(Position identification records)

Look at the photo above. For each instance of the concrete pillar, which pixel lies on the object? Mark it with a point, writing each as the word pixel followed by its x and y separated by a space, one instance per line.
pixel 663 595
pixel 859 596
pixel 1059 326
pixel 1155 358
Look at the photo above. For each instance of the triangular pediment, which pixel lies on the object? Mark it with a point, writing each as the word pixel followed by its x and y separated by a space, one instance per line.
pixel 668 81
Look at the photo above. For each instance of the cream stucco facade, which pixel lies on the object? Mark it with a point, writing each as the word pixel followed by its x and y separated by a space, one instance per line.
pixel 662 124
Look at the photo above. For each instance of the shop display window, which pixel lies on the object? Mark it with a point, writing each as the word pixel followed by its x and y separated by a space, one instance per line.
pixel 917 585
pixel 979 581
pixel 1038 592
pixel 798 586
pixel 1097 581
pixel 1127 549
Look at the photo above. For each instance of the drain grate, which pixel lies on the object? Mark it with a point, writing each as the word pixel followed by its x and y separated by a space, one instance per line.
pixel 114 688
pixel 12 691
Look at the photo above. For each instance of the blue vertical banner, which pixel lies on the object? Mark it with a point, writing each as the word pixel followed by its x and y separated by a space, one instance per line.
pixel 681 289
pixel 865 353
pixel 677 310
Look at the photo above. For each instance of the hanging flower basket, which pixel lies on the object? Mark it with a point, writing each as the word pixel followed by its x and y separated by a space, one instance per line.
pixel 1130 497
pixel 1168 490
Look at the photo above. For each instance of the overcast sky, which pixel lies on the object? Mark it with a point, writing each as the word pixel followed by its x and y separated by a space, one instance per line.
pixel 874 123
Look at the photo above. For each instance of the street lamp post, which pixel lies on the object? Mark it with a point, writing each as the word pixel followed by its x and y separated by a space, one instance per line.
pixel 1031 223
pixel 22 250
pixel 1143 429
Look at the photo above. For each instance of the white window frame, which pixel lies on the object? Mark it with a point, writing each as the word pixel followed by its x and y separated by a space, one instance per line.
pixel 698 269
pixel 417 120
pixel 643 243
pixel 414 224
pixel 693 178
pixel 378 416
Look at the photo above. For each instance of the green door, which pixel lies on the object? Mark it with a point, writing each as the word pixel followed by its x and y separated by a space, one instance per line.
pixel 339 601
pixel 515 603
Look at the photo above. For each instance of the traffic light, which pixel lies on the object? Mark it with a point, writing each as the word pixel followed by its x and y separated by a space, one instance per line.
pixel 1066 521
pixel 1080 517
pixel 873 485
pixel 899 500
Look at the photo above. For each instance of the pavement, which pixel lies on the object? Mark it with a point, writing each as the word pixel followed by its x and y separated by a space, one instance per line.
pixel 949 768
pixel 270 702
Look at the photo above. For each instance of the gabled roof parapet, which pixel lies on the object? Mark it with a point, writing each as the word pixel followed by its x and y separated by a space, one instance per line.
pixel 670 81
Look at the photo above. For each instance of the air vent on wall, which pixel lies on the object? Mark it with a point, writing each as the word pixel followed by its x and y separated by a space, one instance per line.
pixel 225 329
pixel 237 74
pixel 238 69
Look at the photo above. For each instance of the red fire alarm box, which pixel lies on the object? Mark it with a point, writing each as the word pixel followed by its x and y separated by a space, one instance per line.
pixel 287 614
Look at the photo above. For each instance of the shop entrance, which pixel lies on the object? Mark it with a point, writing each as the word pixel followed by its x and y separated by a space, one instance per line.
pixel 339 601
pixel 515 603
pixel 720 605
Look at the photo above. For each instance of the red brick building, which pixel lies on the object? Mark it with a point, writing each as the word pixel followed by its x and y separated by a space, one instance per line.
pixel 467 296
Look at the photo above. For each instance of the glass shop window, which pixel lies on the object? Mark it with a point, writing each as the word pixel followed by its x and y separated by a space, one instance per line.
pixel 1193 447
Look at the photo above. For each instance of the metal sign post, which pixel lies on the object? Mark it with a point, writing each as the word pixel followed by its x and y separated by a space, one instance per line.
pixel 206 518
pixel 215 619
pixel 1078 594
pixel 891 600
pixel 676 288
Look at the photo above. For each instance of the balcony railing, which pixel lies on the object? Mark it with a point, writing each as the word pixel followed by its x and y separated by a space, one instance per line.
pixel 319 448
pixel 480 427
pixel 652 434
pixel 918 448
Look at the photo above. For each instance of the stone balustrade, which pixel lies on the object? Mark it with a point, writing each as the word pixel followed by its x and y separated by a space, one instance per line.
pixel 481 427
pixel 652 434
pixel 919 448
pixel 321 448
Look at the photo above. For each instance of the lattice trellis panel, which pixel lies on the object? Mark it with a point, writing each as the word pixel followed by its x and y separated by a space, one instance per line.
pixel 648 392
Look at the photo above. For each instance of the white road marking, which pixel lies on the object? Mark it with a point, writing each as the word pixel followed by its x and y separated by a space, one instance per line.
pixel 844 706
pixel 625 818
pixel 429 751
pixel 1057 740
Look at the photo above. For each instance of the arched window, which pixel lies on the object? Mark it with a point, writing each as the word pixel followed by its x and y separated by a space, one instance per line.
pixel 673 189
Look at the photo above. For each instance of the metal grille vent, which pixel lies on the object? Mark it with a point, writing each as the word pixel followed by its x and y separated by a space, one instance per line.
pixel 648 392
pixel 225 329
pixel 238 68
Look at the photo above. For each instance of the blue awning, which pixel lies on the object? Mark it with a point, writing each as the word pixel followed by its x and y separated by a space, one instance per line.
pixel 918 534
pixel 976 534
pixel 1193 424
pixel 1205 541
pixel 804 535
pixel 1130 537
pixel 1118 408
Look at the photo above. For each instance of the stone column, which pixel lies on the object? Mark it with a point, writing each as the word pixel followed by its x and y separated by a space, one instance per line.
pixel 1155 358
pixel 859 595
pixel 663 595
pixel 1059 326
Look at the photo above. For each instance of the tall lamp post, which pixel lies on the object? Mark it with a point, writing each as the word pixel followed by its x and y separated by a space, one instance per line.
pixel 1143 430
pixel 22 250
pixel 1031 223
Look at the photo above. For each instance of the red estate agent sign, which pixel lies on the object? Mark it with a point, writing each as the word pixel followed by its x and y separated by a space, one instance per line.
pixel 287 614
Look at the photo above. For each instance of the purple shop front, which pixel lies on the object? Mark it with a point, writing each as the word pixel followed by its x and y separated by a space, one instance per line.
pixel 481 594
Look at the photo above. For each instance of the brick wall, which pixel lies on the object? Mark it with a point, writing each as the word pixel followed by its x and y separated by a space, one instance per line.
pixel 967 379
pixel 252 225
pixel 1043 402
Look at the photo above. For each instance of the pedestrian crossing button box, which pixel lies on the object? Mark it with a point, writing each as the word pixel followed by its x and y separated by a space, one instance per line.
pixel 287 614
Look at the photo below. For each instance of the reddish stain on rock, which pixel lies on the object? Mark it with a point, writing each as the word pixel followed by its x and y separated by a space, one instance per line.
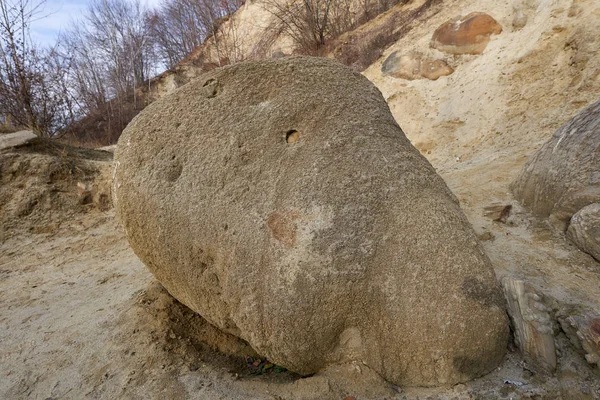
pixel 465 35
pixel 282 226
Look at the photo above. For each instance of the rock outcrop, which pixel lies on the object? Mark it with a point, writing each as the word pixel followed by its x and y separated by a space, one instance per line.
pixel 282 202
pixel 15 139
pixel 415 66
pixel 465 35
pixel 531 324
pixel 584 230
pixel 582 327
pixel 564 175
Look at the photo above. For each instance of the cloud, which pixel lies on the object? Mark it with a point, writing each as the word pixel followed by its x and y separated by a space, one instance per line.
pixel 56 15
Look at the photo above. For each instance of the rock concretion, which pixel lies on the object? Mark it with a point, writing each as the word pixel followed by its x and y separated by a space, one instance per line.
pixel 584 230
pixel 16 139
pixel 465 35
pixel 282 202
pixel 415 66
pixel 564 175
pixel 532 325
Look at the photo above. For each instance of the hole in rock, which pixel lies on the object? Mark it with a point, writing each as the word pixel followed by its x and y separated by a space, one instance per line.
pixel 292 136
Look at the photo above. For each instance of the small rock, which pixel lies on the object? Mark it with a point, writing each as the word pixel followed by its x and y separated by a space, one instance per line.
pixel 16 139
pixel 486 236
pixel 415 66
pixel 498 212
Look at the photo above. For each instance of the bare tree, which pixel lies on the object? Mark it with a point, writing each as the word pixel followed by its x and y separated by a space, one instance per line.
pixel 32 90
pixel 307 22
pixel 180 26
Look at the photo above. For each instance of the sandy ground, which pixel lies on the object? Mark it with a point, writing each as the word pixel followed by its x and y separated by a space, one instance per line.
pixel 81 317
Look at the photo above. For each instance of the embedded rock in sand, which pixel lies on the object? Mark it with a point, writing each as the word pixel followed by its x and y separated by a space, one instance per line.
pixel 415 66
pixel 465 35
pixel 16 139
pixel 563 176
pixel 584 230
pixel 282 202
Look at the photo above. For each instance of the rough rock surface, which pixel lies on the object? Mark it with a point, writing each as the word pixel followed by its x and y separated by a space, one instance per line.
pixel 465 35
pixel 582 327
pixel 282 202
pixel 584 230
pixel 415 66
pixel 532 325
pixel 564 175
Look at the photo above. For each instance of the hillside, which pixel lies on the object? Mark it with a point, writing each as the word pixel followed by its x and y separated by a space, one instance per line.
pixel 82 317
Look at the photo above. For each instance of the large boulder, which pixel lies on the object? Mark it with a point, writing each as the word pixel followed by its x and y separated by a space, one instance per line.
pixel 282 202
pixel 564 175
pixel 465 35
pixel 584 229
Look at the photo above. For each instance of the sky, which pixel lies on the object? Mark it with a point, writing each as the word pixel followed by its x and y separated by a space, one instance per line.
pixel 56 15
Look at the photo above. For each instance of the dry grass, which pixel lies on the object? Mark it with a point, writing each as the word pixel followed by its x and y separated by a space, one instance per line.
pixel 363 46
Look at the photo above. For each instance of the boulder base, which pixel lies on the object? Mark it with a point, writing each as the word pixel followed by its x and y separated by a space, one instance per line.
pixel 563 176
pixel 282 202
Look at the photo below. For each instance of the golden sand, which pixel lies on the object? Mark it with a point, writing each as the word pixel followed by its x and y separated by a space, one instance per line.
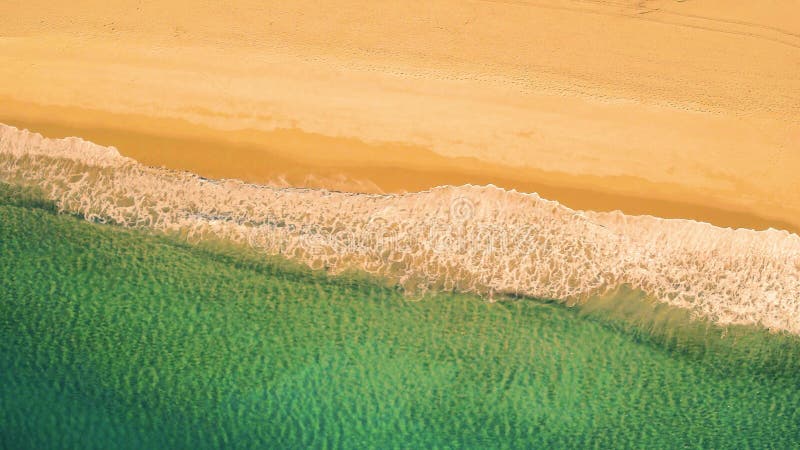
pixel 677 109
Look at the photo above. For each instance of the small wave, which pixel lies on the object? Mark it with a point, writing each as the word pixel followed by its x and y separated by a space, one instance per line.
pixel 479 239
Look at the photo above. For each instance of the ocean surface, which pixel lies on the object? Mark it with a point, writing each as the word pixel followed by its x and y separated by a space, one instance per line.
pixel 469 239
pixel 118 338
pixel 147 308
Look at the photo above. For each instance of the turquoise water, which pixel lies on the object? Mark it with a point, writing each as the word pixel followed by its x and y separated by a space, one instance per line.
pixel 120 339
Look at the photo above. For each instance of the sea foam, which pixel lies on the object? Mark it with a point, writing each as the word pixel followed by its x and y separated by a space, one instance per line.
pixel 479 239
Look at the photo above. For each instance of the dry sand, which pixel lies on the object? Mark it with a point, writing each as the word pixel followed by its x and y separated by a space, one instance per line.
pixel 678 109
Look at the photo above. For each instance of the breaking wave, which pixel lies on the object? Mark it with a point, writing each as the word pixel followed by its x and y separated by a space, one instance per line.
pixel 479 239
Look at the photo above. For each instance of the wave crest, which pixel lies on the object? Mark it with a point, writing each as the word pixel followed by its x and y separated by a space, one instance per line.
pixel 477 239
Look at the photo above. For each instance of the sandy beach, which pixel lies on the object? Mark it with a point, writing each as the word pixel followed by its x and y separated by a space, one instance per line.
pixel 676 109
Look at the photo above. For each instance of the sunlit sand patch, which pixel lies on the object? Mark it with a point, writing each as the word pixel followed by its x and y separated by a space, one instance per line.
pixel 471 239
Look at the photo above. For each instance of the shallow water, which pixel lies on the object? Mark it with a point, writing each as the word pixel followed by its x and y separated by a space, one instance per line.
pixel 475 239
pixel 114 338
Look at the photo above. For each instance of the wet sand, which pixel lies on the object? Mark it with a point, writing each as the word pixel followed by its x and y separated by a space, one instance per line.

- [Goal]:
Copy out, word for word, the lines starting with the one that contains "the blue vertical" and going on through the one that contains "pixel 1168 490", including both of those lines.

- [Response to the task]:
Look at the photo above. For each instance of the blue vertical banner, which pixel lies on the object? Mark it with a point, writing each as the word pixel followed by its x and y separated by a space, one instance per line.
pixel 681 289
pixel 865 353
pixel 677 310
Look at the photo above. For each instance of the hanging flower basket, which pixel lies on the object? Mark it with a point, writing each as the word pixel followed by its x and y separated by a space, one instance per line.
pixel 1130 497
pixel 1168 490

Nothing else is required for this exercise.